● Суть задания
Перепишите без изменений отрывок текста о генерале Младиче, начиная со слов «Случалось, у нашего» и заканчивая словами «борьбе с мусульманами.» включительно.

Случалось, у нашего населения не было пищи и одежды, а всё отдавалось пленным мусульманам или мусульманским семьям.
И, наконец, больше всего он ненавидел, если солдат Республики Сербской переходил в части хорватов или мусульман и сражался на чужой стороне. А хорваты в Герцеговине часто просили у нашей армии помощи в борьбе с мусульманами.
Генерала Младича никто никогда ничем не мог подкупить. Он всегда говорил: «Когда война закончится, мне, как генералу Ратко Младичу, народ не будет должен ничего, а я ему обязан всем». Таким был его девиз с начала войны в Боснии и Герцеговине.
А для сербского народа в PC всё опрокинулось с ног на голову после заседания Скупщины в Сански-Мосте. И если бы Ратко тогда послушали и сели за стол переговоров с противником, всё было бы совсем по-другому! У нас тогда под сапогом было 78,5 % территории Боснии и Герцеговины, а где сапог солдата, там и власть. Если бы тогда его послушали, то у нас в Республике Сербской было бы сейчас 60 % территории БиГ.
Ратко обладает инстинктом лисицы. На войне он много работал, мало спал, владел полнотой информации, был окружён хорошими людьми, соратниками, которым исключительно доверял. Почти никто никогда в Главном штабе ему ничего не подстраивал. На основе собранных данных и обилия правдивой информации он мог делать прогнозы на будущее, даже на полгода вперёд. Он успевал и разрабатывать планы, и бывать в окопах, и идти в атаку, и быть в обороне, и предугадывать дальнейшие события. Об этом он часто говорил на совещаниях в Президиуме Республики Сербской. Единственным, кто во властных верхах понимал его, был Никола Колевич. И его убили.

● Извлечённый перечень

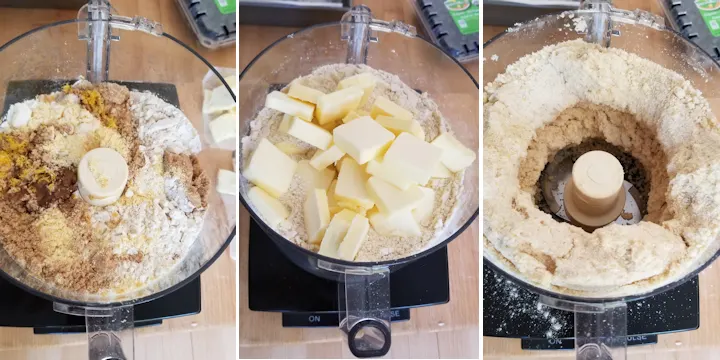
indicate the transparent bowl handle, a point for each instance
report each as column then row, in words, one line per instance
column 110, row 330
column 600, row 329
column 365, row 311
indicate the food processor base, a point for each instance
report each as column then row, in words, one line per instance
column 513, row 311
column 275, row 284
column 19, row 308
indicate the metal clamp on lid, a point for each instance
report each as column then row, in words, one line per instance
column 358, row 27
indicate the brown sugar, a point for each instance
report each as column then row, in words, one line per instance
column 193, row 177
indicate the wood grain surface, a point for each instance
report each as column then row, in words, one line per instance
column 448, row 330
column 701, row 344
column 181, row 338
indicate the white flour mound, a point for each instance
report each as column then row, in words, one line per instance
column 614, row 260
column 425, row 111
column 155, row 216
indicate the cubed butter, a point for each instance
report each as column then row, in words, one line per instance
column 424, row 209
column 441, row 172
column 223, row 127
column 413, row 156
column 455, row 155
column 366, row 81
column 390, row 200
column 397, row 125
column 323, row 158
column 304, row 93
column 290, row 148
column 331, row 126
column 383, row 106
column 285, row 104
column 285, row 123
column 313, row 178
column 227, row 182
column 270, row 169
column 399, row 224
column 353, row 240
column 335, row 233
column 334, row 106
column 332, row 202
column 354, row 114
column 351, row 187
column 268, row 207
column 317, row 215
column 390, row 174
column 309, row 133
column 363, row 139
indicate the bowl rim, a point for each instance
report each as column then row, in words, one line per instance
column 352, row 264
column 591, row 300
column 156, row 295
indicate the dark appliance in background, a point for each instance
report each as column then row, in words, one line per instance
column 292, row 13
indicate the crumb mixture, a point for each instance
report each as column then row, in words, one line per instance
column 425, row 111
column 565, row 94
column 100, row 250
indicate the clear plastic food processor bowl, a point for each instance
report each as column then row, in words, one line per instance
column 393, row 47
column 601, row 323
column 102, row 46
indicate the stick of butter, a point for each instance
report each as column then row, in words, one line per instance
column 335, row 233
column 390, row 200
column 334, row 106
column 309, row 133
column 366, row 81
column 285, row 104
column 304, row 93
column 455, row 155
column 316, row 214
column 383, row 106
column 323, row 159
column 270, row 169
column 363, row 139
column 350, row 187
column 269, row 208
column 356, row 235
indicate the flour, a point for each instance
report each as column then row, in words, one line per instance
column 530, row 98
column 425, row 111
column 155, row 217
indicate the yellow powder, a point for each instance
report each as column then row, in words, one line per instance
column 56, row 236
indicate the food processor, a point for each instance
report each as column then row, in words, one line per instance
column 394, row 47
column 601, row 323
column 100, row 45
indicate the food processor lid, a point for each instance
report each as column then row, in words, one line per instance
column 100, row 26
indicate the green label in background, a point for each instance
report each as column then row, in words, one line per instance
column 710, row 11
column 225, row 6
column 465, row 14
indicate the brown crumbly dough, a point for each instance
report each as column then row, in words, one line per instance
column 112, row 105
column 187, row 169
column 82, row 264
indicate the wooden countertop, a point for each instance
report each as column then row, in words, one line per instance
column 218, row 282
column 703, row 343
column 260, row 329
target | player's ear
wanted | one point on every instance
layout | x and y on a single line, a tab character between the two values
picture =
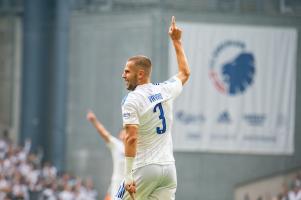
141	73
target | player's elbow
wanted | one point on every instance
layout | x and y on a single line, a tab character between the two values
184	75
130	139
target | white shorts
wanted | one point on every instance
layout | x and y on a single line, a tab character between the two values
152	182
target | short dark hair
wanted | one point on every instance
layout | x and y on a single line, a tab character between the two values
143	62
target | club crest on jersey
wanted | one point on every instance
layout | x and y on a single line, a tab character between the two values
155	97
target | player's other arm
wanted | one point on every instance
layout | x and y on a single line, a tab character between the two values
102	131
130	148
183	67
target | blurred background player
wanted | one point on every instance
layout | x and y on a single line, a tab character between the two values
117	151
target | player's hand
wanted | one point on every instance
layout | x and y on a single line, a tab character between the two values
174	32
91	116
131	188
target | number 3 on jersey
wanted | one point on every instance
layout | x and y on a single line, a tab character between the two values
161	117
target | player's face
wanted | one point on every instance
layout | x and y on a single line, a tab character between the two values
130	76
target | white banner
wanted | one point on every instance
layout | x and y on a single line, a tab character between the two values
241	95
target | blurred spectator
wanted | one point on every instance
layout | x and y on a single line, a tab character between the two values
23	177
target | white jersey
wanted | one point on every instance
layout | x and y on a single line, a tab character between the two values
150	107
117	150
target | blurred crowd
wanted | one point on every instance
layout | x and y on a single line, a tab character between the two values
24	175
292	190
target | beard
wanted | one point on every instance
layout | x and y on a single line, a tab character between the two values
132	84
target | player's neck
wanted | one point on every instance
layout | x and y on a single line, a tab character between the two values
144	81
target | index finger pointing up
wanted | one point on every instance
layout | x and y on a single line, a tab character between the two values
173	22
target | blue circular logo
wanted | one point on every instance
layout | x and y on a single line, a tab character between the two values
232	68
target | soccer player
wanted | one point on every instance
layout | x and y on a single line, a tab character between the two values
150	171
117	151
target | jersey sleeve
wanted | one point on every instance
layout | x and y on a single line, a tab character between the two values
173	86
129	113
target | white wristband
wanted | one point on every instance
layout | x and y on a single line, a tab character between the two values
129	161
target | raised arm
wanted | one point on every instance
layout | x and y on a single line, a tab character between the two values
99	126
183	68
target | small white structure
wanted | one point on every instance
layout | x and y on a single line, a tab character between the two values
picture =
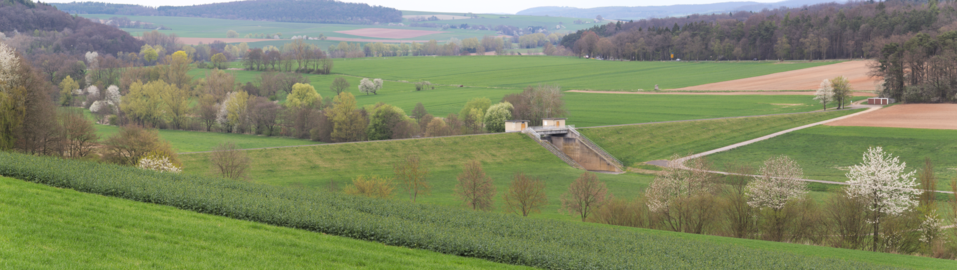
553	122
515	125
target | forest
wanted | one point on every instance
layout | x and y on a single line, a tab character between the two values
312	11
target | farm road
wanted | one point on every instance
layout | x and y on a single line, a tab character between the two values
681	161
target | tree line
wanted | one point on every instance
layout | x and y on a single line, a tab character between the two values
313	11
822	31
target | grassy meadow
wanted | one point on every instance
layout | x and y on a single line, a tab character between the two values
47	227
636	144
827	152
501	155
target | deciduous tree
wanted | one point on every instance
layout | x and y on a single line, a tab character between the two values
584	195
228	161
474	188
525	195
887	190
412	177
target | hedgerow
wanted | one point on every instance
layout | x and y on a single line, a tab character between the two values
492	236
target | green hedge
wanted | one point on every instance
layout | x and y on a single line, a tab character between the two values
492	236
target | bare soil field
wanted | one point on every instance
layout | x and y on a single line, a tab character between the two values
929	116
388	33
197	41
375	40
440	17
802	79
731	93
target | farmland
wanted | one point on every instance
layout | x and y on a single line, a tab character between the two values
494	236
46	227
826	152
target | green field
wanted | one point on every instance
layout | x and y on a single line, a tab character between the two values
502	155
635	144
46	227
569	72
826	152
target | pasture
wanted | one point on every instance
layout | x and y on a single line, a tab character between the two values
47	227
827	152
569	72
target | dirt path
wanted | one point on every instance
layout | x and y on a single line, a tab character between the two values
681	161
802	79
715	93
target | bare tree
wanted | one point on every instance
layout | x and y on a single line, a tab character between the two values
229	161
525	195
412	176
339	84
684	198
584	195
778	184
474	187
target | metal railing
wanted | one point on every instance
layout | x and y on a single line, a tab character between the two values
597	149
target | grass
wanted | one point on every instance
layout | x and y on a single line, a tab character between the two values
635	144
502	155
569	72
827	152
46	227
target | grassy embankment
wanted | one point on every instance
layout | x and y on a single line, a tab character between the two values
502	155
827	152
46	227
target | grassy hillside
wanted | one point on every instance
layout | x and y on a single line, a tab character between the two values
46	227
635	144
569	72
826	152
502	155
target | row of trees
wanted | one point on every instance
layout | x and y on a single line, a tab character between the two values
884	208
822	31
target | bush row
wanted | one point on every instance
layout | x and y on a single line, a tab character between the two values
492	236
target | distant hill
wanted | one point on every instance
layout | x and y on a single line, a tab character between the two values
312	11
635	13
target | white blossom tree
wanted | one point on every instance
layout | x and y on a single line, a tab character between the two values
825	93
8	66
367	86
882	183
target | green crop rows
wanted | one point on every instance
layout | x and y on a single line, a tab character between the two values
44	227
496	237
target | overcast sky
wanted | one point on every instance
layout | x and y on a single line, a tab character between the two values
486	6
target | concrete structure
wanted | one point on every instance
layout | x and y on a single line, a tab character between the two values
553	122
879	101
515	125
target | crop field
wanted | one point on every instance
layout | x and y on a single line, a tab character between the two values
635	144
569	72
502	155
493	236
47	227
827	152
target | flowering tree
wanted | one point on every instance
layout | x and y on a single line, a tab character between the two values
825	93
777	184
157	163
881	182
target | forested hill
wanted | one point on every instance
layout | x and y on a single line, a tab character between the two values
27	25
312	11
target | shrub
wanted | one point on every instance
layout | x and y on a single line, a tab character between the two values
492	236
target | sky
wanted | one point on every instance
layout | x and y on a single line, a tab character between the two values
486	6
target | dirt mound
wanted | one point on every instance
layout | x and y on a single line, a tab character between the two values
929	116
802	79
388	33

● Ответ на задание
Случалось, у нашего населения не было пищи и одежды, а всё отдавалось пленным мусульманам или мусульманским семьям.
И, наконец, больше всего он ненавидел, если солдат Республики Сербской переходил в части хорватов или мусульман и сражался на чужой стороне. А хорваты в Герцеговине часто просили у нашей армии помощи в борьбе с мусульманами.